→ Text zur Analyse:

--

Störend bei der Machtübernahme

Die CDU sieht sich gezwungen, einen erst vor sechs Jahren Brandmauerbeschluss Richtung Linkspartei infrage zu stellen, weil er nun bei der praktischen Machtausübung stört. Die marginalisierte SPD steht kurz davor, sich wieder mit Kommunisten einzulassen. Und die Russlandfreunde vom Wagenknecht-Bündnis schreiben in Rekordzeit Geschichte: Noch nie ist es einer planwirtschaftlichen, migrationsfeindlichen und mit allen Nato-Werten über Kreuz liegenden Partei in Deutschland gelungen, binnen weniger Monate Regierungsverantwortung zu übernehmen.

Doch wird die Union über dieses Stöckchen springen? Wird sie Richtung Bundestagswahl signalisieren, dass sie gar nicht oder nur formal am Unvereinbarkeitsbeschluss festhält, der ihr Koalitionen mit der früher als SED bekannten Linken verbietet? Und wird die Linke, seit Jahren schon mit festem Kurs ins gesellschaftliche Abseits, auch noch den kläglichen Rest ihrer Anhängerschaft riskieren, indem sie mit dem Klassenfeind paktiert?

--

→ Vorliegende Daten:
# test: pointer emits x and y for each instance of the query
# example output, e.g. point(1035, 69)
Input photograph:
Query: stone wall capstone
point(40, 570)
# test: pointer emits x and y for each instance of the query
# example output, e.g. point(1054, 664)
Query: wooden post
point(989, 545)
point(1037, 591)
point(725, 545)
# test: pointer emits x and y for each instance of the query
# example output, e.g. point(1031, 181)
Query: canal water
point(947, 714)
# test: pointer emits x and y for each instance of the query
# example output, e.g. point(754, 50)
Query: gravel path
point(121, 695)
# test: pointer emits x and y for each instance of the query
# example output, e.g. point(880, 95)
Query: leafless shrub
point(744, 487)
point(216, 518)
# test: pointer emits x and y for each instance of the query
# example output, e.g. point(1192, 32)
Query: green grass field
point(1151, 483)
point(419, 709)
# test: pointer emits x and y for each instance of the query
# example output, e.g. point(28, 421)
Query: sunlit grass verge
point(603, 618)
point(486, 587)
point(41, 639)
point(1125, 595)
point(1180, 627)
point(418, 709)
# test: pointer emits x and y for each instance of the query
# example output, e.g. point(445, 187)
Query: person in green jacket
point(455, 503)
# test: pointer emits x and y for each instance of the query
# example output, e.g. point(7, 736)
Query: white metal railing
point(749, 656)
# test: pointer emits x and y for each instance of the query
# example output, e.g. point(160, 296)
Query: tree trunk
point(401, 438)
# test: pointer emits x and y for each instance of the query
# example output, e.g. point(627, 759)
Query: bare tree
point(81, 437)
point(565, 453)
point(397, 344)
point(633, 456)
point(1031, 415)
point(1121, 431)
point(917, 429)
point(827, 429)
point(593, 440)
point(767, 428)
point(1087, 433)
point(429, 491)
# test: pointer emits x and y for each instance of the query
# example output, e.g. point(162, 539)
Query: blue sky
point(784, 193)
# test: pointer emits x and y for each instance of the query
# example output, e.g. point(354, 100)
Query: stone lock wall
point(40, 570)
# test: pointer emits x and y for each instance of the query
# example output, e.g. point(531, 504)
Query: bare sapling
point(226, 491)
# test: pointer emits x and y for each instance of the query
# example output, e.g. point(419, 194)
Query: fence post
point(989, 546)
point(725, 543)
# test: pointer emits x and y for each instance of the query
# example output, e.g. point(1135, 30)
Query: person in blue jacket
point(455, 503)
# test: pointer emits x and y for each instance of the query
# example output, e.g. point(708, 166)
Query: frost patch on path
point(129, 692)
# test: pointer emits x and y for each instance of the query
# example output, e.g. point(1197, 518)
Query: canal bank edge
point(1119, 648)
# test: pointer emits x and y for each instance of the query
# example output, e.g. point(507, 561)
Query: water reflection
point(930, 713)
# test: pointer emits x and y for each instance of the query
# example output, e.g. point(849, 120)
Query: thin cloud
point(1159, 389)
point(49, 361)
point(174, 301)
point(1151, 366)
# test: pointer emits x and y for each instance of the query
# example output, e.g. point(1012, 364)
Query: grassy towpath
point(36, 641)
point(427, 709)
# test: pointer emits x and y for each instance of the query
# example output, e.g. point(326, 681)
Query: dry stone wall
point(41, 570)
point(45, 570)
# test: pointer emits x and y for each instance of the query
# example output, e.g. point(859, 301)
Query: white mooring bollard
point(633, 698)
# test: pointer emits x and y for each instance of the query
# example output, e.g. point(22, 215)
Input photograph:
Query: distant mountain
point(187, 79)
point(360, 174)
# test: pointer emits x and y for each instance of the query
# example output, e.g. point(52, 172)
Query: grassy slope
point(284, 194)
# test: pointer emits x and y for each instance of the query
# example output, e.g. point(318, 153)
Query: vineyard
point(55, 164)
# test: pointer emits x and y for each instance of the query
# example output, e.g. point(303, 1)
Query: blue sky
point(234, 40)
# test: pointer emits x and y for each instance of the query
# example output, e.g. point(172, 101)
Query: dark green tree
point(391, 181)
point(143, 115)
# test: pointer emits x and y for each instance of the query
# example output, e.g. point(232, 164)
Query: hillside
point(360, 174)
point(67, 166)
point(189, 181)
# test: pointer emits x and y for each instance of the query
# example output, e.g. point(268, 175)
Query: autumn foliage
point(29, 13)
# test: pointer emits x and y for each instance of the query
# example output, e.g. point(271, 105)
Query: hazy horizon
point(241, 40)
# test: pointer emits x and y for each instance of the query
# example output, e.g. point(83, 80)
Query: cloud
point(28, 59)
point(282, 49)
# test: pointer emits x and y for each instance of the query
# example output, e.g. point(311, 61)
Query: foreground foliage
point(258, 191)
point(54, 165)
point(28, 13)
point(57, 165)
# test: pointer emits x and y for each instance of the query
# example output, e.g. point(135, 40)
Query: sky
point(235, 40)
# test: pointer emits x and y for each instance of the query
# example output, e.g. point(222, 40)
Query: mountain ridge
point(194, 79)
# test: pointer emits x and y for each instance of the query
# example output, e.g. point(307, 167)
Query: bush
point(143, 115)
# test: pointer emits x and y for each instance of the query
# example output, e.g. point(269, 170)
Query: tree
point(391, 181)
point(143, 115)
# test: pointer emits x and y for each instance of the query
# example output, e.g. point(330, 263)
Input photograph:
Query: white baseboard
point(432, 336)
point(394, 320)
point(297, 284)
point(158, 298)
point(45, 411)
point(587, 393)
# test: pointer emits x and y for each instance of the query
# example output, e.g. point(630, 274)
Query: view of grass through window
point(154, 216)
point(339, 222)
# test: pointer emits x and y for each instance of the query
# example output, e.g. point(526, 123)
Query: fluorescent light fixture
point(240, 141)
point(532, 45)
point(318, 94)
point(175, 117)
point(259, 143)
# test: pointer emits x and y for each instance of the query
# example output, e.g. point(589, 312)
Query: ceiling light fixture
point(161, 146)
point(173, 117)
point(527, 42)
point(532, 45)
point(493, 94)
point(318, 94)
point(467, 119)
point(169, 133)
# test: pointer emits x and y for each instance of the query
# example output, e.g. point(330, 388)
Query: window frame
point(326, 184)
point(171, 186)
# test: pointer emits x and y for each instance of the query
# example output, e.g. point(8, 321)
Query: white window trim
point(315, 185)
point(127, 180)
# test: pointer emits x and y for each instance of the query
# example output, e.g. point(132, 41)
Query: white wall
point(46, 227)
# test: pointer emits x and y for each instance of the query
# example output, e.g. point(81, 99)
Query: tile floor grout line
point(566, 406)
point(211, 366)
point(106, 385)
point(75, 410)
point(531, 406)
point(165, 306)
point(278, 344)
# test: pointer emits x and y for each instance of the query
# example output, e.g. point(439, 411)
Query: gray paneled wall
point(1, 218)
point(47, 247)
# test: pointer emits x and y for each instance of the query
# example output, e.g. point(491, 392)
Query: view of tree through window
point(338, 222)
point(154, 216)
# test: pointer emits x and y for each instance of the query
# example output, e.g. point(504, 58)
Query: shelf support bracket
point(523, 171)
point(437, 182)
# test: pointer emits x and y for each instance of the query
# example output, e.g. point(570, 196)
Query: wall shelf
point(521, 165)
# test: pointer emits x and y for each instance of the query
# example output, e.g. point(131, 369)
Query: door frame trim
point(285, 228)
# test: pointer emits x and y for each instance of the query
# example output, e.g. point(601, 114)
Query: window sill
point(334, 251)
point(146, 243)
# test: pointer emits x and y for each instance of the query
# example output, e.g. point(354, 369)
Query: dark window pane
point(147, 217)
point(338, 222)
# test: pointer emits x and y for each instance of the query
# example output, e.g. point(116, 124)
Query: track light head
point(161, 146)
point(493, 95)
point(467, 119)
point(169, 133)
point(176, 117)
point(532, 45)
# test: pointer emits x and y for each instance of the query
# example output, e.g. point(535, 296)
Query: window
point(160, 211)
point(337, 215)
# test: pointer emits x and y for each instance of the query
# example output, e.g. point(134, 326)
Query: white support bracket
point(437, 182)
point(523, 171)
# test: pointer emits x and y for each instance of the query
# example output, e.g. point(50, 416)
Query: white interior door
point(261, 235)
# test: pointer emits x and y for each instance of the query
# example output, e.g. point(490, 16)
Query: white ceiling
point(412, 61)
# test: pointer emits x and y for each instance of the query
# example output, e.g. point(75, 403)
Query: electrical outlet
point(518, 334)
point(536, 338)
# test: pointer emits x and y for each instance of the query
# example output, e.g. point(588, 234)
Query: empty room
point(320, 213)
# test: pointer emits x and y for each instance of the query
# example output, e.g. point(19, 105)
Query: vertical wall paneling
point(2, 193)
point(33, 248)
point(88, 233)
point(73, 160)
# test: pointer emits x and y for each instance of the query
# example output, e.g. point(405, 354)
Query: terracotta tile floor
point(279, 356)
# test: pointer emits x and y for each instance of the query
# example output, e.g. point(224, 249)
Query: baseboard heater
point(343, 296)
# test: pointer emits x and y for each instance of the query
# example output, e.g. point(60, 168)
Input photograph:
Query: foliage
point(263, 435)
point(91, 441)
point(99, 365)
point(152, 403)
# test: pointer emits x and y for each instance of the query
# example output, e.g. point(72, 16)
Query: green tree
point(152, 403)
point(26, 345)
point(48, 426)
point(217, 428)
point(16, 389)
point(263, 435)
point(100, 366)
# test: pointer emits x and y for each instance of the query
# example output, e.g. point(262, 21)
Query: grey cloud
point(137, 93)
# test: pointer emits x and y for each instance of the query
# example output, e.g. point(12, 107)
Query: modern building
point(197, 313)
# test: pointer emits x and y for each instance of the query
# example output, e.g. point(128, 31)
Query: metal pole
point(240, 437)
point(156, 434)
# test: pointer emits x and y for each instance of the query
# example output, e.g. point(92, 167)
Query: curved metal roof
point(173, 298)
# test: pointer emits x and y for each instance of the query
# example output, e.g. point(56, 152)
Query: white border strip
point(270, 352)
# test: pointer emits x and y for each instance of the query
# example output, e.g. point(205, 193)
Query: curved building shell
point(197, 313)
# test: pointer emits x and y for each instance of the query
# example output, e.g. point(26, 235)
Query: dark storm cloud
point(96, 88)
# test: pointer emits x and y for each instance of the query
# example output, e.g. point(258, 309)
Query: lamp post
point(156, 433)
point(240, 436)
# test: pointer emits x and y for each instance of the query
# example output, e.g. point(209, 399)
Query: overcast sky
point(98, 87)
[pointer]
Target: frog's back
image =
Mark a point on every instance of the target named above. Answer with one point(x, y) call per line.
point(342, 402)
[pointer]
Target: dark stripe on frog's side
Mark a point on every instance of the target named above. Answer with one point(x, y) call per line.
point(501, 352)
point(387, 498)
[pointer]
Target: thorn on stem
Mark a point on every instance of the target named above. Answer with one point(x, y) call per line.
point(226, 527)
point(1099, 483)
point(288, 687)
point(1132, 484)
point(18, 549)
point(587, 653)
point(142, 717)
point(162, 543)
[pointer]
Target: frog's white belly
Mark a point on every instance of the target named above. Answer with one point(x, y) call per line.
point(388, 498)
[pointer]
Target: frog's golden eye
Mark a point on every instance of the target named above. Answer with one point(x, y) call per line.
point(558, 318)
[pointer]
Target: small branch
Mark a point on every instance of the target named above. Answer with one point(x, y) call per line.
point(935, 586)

--

→ Aufgabe: Unter welchem Namen war die Linke laut dem Text zur Machtübernahme früher bekannt?

→ Antwort: Als SED.